- What the task asks
What lines in the entries hold the string "window"? List them.

(Beginning of Input for this task)

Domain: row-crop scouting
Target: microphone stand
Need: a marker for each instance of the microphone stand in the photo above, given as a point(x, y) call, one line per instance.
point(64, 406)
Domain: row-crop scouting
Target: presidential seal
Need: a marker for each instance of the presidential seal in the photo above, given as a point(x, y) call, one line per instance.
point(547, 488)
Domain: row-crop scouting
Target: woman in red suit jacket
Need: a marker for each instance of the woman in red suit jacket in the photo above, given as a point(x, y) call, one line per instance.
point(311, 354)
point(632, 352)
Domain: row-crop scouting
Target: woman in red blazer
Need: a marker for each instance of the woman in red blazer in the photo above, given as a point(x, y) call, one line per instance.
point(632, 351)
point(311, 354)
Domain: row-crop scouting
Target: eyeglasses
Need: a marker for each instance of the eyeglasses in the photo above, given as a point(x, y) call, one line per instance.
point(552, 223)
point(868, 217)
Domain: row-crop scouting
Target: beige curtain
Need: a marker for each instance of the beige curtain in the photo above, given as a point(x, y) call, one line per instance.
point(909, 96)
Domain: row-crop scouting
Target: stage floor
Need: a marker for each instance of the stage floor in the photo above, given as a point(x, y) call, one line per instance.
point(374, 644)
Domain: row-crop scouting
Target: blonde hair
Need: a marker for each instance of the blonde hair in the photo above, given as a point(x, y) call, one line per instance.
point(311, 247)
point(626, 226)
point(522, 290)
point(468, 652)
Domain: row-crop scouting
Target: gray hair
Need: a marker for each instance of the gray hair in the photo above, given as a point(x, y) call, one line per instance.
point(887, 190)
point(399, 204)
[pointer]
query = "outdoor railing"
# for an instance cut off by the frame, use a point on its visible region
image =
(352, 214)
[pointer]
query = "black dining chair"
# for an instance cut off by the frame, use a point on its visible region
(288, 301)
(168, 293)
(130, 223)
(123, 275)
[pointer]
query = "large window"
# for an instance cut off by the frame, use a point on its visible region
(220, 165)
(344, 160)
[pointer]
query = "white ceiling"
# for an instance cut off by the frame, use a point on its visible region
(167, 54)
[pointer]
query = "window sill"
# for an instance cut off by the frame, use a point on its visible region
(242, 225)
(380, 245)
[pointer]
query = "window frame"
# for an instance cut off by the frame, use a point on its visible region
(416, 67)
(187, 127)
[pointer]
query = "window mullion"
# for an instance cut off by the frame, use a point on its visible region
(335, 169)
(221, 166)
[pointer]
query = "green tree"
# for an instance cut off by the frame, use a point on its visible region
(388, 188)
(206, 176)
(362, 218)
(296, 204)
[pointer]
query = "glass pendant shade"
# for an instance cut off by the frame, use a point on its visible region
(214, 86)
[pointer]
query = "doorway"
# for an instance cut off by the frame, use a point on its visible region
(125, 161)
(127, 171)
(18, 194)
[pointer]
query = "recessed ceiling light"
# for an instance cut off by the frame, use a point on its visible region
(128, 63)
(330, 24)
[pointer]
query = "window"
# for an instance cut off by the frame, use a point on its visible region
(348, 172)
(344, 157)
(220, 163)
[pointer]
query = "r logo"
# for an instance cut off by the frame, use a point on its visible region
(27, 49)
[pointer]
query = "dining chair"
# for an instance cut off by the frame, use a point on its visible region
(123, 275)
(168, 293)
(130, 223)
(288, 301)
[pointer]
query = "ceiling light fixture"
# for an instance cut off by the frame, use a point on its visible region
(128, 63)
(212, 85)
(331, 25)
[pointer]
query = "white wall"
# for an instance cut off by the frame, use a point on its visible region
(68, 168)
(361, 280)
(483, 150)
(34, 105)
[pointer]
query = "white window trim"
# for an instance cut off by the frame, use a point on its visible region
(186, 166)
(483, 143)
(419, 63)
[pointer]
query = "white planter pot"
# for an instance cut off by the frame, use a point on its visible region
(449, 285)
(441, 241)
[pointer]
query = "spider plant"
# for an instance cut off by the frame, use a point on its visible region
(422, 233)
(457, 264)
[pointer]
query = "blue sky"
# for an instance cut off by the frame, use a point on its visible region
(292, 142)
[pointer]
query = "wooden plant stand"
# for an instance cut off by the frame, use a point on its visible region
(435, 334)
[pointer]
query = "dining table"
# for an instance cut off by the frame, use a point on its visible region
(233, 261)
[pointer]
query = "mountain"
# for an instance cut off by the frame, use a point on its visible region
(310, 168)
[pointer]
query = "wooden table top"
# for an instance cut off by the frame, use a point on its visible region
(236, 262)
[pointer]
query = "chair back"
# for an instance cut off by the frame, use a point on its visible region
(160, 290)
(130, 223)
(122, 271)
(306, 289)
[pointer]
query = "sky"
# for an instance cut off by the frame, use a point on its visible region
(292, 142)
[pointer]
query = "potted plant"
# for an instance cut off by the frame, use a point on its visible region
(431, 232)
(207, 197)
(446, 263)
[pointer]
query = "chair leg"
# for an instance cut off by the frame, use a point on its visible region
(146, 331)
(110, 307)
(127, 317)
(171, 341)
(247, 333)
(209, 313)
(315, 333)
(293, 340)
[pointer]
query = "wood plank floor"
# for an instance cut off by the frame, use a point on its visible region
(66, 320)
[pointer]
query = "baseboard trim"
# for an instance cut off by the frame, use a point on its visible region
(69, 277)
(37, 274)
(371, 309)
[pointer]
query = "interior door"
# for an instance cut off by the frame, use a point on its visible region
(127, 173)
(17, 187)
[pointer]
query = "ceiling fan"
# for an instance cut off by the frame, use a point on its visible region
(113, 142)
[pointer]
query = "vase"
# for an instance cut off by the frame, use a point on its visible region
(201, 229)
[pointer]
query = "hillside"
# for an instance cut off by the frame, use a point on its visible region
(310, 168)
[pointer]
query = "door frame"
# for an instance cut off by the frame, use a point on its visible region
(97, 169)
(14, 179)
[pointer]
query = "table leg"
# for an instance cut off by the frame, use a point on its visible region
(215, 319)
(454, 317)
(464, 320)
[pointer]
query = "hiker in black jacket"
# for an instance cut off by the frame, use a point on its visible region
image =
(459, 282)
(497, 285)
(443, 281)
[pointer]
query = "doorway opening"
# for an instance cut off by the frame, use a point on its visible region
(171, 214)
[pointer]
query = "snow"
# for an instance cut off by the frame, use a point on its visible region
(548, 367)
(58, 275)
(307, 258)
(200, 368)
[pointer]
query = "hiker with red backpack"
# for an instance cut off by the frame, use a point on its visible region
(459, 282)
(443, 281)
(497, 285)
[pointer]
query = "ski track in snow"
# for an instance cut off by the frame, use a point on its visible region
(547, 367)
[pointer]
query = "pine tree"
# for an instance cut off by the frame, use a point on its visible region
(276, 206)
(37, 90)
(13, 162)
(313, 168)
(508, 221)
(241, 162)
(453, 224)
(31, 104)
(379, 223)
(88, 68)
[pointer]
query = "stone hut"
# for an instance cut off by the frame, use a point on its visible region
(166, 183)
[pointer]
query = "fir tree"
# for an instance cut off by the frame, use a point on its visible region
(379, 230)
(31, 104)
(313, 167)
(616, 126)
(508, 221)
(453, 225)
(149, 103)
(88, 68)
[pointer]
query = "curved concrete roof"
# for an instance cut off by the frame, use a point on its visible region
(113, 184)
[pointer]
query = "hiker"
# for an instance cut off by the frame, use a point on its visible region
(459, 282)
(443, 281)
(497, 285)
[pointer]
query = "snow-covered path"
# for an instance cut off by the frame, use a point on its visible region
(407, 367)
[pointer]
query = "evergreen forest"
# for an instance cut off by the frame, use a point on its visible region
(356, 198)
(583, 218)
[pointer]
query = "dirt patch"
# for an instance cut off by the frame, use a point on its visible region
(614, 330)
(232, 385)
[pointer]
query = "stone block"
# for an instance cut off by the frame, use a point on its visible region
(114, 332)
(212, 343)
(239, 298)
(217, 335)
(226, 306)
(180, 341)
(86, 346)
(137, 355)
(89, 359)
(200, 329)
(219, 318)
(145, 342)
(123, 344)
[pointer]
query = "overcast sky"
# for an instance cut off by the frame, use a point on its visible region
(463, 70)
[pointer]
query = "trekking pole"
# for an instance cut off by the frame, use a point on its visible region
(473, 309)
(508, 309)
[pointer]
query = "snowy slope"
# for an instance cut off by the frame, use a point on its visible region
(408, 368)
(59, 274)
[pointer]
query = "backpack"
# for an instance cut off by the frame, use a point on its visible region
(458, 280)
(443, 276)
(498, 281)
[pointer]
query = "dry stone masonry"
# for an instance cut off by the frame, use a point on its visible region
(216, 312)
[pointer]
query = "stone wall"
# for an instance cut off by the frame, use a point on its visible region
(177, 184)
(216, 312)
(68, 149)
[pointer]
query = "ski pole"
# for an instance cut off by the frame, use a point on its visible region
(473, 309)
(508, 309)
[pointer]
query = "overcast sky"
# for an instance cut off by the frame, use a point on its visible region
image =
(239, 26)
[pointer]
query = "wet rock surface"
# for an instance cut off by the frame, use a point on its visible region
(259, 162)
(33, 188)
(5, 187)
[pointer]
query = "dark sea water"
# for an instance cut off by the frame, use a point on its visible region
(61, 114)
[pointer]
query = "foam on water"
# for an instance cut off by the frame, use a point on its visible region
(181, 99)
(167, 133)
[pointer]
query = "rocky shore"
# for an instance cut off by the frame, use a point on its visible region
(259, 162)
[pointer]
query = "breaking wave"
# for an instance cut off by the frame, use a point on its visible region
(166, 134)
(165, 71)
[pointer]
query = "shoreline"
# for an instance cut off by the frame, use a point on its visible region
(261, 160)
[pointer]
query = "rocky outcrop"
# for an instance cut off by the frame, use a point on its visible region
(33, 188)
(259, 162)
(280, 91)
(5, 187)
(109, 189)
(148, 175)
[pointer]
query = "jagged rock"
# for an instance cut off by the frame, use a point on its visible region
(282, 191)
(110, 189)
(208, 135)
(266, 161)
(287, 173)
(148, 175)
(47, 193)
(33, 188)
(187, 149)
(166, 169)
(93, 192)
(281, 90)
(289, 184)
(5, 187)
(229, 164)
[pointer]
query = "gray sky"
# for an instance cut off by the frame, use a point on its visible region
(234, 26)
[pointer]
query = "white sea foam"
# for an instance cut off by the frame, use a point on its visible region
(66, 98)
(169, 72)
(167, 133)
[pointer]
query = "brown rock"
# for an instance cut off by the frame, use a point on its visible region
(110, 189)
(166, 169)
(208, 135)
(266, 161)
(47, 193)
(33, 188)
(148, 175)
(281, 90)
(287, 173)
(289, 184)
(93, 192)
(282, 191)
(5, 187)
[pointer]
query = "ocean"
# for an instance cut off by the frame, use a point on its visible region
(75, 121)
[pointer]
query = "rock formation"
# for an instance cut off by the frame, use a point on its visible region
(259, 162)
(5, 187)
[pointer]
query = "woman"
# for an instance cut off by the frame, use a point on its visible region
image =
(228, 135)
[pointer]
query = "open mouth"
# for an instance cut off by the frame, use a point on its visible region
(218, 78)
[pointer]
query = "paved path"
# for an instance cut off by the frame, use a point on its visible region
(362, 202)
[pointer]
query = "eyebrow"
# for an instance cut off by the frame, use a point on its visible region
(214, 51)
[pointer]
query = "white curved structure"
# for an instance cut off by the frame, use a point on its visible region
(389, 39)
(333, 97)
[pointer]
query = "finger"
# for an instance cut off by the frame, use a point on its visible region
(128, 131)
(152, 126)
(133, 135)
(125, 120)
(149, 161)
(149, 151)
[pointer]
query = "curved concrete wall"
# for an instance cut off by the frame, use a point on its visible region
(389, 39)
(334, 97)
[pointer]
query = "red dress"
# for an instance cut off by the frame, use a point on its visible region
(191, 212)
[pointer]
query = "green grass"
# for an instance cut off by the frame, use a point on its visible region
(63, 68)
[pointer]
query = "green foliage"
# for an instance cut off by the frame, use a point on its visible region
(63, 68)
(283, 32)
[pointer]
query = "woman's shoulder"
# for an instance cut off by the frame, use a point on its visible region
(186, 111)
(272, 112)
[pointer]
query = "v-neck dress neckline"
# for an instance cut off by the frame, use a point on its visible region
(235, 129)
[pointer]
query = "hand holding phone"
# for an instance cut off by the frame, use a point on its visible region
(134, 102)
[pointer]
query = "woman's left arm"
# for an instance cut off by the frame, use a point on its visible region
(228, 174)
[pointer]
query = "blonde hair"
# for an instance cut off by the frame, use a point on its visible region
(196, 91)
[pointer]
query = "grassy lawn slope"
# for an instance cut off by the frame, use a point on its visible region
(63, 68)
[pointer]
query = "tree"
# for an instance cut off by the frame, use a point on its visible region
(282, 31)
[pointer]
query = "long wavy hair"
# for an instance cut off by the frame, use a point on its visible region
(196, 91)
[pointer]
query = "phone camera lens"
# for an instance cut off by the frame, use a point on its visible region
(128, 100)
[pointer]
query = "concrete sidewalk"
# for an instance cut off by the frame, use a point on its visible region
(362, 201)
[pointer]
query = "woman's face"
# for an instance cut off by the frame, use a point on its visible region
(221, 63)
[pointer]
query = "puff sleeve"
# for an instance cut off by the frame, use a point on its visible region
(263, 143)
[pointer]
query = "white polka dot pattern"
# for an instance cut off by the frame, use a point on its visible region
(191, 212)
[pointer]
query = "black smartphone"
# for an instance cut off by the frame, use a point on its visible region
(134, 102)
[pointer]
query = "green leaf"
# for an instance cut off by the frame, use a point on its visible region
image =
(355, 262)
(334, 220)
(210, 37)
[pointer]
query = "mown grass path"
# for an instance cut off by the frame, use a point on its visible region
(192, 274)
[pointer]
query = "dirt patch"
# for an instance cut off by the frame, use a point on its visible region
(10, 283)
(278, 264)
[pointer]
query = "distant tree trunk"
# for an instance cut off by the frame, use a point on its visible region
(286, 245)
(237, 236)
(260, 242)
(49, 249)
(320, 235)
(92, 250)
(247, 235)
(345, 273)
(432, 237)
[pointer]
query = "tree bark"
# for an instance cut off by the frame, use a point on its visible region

(End of Input for this task)

- Exercise answer
query = "large window"
query = "window sill"
query = "window frame"
query = "window mullion"
query = "window"
query = "white window trim"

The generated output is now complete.